* **Material for this exercise**:
-----
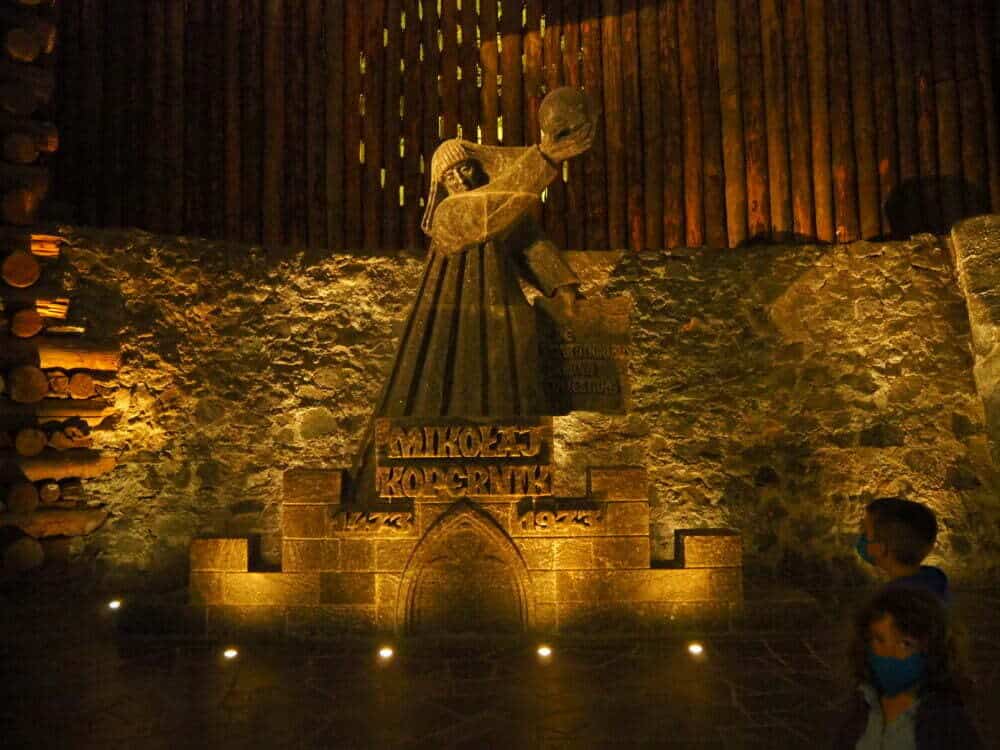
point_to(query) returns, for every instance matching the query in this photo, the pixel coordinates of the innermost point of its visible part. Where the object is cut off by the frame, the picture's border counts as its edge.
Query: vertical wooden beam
(489, 94)
(611, 56)
(926, 116)
(449, 68)
(533, 80)
(336, 104)
(971, 120)
(987, 28)
(862, 107)
(711, 118)
(555, 206)
(845, 183)
(652, 125)
(593, 81)
(511, 93)
(673, 127)
(576, 200)
(754, 120)
(412, 178)
(252, 131)
(884, 96)
(469, 57)
(154, 164)
(772, 40)
(946, 97)
(819, 117)
(354, 26)
(173, 197)
(391, 211)
(273, 177)
(233, 116)
(374, 91)
(727, 40)
(798, 121)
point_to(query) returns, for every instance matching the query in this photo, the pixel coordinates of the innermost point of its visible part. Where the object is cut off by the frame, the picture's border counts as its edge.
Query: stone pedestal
(492, 565)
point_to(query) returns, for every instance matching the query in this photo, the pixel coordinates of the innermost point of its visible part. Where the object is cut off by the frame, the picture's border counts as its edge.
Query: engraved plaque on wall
(585, 356)
(423, 457)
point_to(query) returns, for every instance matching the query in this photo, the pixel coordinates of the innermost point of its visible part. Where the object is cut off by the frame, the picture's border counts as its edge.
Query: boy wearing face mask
(896, 536)
(903, 654)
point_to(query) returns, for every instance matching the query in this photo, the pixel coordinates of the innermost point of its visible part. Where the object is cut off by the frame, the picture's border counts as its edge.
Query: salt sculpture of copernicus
(469, 348)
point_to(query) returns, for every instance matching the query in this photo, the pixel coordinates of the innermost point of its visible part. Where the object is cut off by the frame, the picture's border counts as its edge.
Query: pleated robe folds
(470, 347)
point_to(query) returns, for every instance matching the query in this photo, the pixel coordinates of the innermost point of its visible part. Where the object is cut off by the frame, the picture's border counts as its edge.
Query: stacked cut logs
(52, 379)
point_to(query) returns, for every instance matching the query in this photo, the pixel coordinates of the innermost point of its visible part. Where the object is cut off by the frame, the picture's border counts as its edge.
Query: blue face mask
(861, 546)
(895, 676)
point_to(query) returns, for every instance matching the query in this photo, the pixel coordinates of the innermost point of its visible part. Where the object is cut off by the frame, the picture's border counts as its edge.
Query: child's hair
(920, 615)
(906, 528)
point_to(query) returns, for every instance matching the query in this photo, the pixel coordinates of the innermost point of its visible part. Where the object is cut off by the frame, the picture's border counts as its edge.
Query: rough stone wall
(774, 390)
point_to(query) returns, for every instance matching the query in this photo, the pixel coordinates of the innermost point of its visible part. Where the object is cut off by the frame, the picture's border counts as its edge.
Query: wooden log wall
(52, 378)
(299, 123)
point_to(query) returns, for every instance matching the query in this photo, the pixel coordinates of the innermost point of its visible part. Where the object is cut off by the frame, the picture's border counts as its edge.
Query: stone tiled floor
(70, 682)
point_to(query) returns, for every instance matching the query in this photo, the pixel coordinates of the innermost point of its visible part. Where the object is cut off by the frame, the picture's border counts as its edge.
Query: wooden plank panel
(673, 127)
(711, 115)
(252, 130)
(273, 173)
(374, 92)
(862, 107)
(987, 31)
(593, 81)
(842, 131)
(449, 68)
(926, 116)
(336, 105)
(354, 25)
(652, 125)
(469, 86)
(156, 114)
(884, 95)
(611, 57)
(731, 106)
(392, 128)
(772, 41)
(533, 77)
(904, 212)
(489, 56)
(819, 118)
(195, 118)
(796, 53)
(316, 233)
(754, 125)
(233, 117)
(946, 98)
(511, 92)
(412, 122)
(555, 205)
(632, 121)
(971, 120)
(575, 171)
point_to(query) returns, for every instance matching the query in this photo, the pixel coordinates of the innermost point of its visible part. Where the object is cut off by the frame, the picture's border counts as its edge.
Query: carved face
(464, 176)
(564, 111)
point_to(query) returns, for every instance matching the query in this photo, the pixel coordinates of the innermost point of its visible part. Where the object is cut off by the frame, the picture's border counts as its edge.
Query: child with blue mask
(896, 536)
(903, 654)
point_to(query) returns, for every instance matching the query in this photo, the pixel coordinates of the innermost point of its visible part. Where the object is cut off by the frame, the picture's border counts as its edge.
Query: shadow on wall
(933, 204)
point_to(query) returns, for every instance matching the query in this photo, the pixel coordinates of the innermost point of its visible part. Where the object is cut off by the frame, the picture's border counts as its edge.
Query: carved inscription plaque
(585, 356)
(419, 457)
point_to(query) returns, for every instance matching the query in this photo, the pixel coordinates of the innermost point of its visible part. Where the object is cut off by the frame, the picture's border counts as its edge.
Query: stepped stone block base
(431, 566)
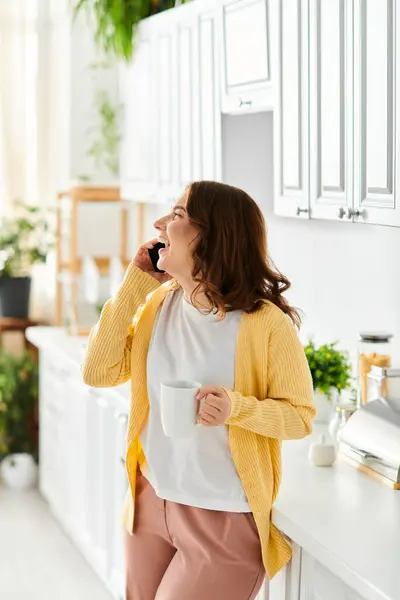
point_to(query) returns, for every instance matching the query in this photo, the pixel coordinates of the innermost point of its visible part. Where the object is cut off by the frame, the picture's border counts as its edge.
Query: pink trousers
(179, 552)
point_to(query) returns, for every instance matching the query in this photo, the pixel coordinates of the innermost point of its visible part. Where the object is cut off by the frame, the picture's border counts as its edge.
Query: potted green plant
(116, 21)
(331, 374)
(18, 435)
(24, 241)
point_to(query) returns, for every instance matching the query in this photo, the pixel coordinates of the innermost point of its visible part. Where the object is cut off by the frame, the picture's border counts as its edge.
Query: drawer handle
(244, 102)
(302, 210)
(355, 213)
(121, 417)
(101, 402)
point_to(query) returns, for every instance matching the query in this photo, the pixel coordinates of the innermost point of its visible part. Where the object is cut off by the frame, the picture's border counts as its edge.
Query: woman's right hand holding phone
(143, 262)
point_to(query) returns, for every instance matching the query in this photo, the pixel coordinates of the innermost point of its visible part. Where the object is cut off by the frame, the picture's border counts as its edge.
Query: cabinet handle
(244, 102)
(302, 210)
(354, 213)
(101, 402)
(121, 417)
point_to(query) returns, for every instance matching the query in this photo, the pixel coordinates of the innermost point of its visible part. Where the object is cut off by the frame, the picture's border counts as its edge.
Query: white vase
(325, 406)
(19, 471)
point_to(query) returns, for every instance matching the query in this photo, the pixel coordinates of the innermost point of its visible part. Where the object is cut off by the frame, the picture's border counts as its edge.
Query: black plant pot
(14, 297)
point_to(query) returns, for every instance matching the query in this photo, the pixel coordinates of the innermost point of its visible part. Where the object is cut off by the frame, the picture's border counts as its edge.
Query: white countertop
(56, 339)
(348, 521)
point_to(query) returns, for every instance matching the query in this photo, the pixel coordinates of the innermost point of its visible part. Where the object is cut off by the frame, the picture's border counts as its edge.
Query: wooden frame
(72, 267)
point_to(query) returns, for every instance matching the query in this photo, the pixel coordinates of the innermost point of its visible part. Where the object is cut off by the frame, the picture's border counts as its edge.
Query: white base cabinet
(83, 478)
(318, 583)
(172, 132)
(81, 471)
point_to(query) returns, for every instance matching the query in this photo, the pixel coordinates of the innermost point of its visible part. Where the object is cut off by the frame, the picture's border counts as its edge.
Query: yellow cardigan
(272, 398)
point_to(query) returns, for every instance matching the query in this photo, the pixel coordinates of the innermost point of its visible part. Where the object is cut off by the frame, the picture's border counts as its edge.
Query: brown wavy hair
(231, 263)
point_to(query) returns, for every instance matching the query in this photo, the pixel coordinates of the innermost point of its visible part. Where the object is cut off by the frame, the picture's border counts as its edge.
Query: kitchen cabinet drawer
(318, 583)
(246, 56)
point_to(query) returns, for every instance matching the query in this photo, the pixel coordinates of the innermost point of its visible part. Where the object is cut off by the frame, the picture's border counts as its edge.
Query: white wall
(345, 276)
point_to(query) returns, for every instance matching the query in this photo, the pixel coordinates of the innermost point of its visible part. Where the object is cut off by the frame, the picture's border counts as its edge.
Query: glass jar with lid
(374, 349)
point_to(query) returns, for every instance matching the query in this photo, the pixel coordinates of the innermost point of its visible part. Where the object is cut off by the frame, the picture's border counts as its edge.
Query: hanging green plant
(116, 21)
(105, 136)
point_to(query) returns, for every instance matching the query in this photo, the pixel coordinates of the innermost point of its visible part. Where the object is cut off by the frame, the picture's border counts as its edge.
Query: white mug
(179, 408)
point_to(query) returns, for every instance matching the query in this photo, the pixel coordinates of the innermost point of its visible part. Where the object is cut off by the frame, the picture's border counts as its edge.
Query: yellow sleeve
(107, 361)
(289, 410)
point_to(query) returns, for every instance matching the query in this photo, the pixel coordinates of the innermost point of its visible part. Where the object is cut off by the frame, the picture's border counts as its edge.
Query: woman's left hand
(216, 408)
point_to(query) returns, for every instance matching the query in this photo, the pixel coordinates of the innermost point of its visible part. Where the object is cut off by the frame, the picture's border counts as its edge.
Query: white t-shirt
(197, 471)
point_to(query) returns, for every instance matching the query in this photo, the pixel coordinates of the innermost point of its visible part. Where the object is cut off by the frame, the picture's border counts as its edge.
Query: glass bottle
(342, 414)
(373, 350)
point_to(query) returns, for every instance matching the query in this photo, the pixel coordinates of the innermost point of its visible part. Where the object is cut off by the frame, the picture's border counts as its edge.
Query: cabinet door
(331, 133)
(188, 128)
(318, 583)
(246, 57)
(166, 112)
(286, 584)
(291, 123)
(119, 488)
(73, 449)
(138, 151)
(376, 129)
(209, 96)
(52, 385)
(96, 481)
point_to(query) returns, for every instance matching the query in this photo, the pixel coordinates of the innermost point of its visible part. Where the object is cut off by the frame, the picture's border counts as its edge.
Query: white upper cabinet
(209, 97)
(291, 124)
(165, 112)
(138, 156)
(331, 101)
(246, 56)
(173, 114)
(376, 112)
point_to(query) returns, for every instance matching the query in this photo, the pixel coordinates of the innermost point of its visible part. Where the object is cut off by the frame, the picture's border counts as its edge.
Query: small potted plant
(331, 374)
(18, 431)
(25, 240)
(116, 21)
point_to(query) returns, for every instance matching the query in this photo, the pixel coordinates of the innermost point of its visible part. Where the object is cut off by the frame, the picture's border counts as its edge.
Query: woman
(202, 505)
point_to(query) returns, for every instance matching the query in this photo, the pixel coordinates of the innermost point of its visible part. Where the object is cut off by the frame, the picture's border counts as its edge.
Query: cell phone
(153, 253)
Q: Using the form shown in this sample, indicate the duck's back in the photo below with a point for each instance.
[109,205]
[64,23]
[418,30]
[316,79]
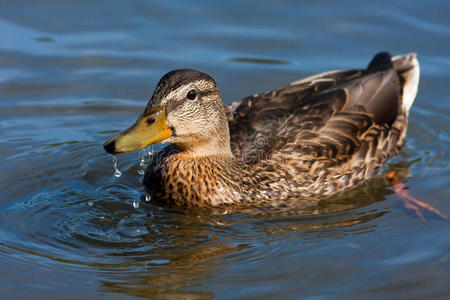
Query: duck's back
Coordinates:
[338,121]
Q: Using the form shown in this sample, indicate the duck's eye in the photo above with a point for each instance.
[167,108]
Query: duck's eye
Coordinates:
[191,94]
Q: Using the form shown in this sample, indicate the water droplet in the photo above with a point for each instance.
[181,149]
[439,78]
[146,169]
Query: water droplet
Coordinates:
[117,172]
[145,157]
[135,204]
[148,198]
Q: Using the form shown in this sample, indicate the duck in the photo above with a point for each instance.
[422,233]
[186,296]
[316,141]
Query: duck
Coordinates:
-----
* **Short task**: The required output is the lines from the one containing "below with a point for each instance." through the end of the records above, reproduced exactly, with no pictures.

* **Problem solution**:
Q: Using the form shown in this sample, indicate the duck's back in the photo below with a point for each instance.
[109,205]
[64,23]
[418,30]
[316,79]
Query: duck's back
Coordinates:
[338,121]
Q: Using the form shown in this sample, indicate the duck's eye in the photo above with a point for each instance.
[167,108]
Query: duck's eye
Coordinates:
[191,94]
Q: Using the form shown in this sample, indicate the water droplet in the photo above with a point for each instance.
[181,149]
[439,78]
[146,169]
Query: water droplet
Coordinates:
[117,172]
[145,157]
[135,204]
[148,198]
Q: Using the form shown in this sample, indicate the duck in the photo above with a point for each instance.
[422,233]
[186,296]
[316,141]
Query: duck
Coordinates:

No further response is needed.